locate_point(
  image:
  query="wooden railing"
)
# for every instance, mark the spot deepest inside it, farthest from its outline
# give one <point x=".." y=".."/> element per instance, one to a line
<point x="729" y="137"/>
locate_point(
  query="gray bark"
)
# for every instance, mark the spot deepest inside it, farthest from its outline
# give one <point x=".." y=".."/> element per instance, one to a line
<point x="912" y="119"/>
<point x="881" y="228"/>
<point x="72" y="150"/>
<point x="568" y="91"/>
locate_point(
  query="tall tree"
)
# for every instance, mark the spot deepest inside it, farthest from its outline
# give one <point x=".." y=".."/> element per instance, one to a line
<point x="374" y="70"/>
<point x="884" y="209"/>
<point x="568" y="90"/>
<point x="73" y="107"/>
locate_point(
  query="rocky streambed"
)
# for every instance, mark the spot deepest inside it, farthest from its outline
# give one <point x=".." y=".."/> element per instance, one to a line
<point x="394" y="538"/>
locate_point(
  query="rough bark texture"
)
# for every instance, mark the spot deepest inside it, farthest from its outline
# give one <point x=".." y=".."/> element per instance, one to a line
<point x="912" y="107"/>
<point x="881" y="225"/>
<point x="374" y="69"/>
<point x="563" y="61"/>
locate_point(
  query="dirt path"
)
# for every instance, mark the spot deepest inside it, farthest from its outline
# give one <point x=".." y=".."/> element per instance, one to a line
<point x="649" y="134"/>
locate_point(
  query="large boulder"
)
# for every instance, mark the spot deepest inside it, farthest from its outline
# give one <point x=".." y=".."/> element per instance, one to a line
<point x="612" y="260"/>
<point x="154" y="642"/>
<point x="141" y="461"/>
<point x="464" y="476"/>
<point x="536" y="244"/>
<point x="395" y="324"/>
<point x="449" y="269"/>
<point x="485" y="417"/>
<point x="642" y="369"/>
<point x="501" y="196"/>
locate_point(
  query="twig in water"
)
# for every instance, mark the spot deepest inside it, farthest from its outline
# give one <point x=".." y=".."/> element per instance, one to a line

**REQUIREMENT:** Return every line of the data above that contains the string "query". Matching is case-sensitive.

**RESULT:**
  query="wooden railing"
  query="gray bark"
  query="tall tree"
  query="rocky streambed"
  query="rough bark texture"
  query="dirt path"
  query="large boulder"
  query="twig in water"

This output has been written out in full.